Work task:
An exact reproduction of the records is required, with all pictures omitted.

Data to examine:
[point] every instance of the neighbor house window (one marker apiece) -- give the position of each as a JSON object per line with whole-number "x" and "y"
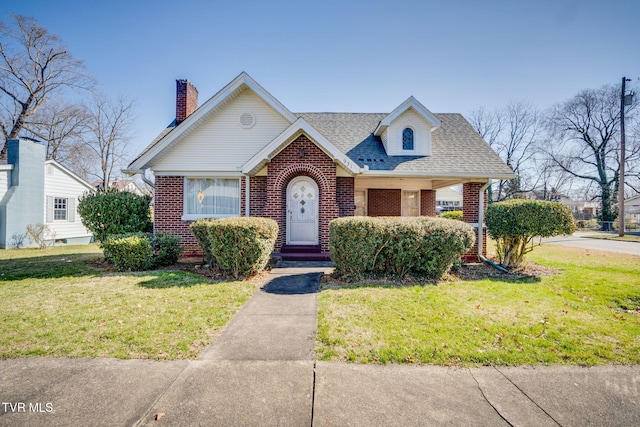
{"x": 407, "y": 139}
{"x": 410, "y": 203}
{"x": 60, "y": 209}
{"x": 212, "y": 197}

Solution for this exercise:
[point] every instance of the neighbor house window (one marker apiece) -- give the position of each as a JSON object per line with whole-number "x" and "y"
{"x": 407, "y": 139}
{"x": 410, "y": 203}
{"x": 60, "y": 209}
{"x": 212, "y": 197}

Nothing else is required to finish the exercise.